--- Begin EXTRACTED INFORMATION ---
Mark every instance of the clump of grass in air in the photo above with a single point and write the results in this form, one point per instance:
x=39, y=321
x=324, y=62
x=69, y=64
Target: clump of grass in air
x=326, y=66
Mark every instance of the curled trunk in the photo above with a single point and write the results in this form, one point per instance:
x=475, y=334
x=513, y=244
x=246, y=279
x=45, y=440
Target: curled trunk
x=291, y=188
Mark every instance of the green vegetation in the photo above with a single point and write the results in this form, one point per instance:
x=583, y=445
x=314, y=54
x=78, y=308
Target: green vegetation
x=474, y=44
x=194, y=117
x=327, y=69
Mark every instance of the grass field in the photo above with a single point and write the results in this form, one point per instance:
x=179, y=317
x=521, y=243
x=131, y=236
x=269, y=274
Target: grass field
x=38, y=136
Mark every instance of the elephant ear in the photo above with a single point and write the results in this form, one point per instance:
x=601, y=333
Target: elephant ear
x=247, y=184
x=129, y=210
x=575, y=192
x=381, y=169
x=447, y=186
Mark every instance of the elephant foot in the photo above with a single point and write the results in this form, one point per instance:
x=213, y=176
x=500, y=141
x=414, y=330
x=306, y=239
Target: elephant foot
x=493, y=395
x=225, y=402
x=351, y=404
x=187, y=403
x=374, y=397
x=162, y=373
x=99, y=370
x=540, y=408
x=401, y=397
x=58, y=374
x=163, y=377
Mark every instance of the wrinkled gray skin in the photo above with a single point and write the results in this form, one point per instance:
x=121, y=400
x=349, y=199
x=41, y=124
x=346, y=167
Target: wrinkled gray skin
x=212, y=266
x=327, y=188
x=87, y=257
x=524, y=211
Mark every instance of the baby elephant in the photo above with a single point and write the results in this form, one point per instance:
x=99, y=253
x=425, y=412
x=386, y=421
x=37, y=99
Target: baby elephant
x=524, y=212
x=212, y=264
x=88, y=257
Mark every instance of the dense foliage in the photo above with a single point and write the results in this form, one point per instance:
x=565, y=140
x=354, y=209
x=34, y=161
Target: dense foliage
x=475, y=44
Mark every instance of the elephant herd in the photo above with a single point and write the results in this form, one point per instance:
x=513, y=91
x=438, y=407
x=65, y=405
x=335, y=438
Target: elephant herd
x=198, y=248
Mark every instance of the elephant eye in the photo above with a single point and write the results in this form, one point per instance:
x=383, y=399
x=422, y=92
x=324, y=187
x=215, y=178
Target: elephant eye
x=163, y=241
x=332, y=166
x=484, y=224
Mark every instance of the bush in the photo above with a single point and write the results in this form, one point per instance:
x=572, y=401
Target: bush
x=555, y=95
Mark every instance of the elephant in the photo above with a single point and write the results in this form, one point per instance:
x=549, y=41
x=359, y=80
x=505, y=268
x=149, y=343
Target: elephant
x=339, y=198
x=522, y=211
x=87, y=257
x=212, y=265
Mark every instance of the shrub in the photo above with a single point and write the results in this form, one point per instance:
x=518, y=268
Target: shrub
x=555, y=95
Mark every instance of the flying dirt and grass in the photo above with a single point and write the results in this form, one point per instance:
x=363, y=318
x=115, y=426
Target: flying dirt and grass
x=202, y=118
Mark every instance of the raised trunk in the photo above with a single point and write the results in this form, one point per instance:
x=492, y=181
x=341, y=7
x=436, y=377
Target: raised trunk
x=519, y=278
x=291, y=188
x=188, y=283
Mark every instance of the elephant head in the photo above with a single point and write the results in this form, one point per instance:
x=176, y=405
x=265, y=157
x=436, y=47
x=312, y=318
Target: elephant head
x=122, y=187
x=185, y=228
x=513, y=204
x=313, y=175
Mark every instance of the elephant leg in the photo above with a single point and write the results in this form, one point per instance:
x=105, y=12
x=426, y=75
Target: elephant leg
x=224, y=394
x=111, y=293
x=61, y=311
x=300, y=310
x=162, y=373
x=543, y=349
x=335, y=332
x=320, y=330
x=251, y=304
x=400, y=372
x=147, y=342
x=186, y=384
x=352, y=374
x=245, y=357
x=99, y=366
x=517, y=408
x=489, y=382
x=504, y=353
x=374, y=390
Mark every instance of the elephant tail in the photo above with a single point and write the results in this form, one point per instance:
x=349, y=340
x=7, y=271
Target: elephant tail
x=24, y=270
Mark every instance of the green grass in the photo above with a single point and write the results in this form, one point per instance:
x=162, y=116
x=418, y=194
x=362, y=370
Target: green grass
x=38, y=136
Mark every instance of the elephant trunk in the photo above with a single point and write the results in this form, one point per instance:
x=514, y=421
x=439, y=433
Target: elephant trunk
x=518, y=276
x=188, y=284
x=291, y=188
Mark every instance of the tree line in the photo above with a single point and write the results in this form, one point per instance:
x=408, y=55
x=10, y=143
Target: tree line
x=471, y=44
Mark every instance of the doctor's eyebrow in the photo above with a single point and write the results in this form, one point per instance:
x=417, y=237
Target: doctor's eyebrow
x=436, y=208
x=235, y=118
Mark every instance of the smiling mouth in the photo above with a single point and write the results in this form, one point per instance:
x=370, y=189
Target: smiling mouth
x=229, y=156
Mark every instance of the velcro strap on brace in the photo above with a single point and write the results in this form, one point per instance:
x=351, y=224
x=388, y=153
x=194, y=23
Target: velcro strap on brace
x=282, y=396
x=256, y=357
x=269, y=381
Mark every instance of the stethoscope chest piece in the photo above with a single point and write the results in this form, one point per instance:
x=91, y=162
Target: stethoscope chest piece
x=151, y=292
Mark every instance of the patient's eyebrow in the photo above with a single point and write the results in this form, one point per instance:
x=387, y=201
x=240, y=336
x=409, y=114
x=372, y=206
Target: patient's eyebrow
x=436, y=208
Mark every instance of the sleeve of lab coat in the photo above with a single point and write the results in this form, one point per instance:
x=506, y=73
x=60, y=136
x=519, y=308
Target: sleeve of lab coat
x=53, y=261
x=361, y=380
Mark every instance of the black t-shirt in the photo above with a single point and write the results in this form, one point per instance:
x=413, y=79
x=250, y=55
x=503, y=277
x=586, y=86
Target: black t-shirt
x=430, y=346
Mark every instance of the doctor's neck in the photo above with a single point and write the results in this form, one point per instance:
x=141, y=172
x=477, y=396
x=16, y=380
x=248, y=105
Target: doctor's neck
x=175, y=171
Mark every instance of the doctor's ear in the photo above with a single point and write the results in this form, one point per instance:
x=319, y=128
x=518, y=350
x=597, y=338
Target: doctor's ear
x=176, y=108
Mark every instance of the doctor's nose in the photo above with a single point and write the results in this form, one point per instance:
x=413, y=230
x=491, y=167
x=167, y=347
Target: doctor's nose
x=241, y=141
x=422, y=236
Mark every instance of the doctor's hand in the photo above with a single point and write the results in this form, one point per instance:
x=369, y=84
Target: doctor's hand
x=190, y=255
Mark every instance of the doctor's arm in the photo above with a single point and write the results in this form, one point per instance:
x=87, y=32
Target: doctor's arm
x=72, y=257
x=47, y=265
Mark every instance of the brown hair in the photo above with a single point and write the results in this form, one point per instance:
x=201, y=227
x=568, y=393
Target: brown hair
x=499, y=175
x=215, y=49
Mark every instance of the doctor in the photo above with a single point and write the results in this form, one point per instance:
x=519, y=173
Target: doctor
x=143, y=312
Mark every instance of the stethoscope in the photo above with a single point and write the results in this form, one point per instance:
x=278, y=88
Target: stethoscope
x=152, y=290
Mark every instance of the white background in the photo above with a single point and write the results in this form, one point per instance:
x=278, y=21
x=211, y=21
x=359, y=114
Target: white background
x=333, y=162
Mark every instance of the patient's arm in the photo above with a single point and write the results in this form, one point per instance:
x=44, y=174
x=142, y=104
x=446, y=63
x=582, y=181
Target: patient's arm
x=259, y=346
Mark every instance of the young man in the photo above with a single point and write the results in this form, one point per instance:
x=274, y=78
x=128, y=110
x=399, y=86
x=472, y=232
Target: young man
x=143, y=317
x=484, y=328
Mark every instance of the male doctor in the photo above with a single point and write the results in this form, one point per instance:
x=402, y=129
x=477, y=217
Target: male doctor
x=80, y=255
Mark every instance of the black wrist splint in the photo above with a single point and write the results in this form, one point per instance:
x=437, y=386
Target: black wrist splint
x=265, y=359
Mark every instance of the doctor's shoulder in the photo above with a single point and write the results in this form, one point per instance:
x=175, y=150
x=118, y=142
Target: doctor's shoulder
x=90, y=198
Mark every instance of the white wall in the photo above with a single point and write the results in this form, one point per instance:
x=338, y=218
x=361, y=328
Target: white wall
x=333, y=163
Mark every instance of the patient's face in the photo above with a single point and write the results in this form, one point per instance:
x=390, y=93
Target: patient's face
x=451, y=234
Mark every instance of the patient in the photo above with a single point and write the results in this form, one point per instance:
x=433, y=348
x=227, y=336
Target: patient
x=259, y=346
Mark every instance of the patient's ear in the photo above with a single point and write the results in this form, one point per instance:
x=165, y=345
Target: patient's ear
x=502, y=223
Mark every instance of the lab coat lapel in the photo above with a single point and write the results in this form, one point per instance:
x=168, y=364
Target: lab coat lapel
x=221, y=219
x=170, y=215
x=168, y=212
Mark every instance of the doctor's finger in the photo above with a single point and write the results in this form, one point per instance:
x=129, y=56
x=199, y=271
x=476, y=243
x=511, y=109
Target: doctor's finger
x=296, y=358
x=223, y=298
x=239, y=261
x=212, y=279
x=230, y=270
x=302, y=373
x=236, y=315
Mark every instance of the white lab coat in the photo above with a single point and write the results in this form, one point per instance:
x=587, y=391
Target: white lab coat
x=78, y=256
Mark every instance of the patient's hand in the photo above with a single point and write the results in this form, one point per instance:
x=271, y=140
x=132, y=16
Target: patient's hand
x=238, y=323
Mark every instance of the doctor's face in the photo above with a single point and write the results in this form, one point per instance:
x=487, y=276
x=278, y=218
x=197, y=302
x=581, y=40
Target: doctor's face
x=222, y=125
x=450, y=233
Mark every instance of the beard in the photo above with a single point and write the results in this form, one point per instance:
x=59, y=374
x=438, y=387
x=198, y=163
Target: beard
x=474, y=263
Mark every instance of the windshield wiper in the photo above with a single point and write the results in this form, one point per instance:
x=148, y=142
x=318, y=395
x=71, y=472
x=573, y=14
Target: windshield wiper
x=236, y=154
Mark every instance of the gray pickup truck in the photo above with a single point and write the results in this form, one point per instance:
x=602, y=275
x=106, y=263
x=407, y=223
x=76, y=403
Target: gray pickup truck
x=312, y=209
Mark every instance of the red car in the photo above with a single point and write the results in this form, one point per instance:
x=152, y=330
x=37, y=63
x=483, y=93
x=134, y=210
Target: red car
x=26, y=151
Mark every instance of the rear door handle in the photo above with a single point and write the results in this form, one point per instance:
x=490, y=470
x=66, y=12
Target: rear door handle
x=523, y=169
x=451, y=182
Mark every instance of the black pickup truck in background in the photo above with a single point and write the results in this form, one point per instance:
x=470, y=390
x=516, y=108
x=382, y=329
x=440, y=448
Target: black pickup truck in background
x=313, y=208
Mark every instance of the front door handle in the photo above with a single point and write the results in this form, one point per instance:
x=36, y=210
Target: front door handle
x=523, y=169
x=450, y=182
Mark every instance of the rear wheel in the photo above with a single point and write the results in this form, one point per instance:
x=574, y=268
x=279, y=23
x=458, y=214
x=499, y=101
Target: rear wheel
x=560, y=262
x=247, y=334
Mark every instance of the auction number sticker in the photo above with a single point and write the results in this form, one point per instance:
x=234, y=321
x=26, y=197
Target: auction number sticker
--- End EXTRACTED INFORMATION ---
> [PROBLEM] Rescale everything from the line containing "Mark every instance of the windshield" down to the line containing "x=312, y=209", both included, and give only those lines again, requests and all. Multiply each answer coordinate by 1.45 and round to a whole number, with halves rounding up, but leave the numbers in the requests and their sample lines as they are.

> [RESULT BELOW]
Mark every instance of the windshield wiper in the photo above with a single point and write the results in this form, one point per instance:
x=148, y=142
x=318, y=395
x=71, y=472
x=573, y=14
Target: windshield wiper
x=342, y=223
Mark every instance of the gray pickup truck in the photo above with a single point and write the results in this form, one point per instance:
x=602, y=275
x=106, y=263
x=407, y=223
x=76, y=403
Target: gray pickup truck
x=452, y=303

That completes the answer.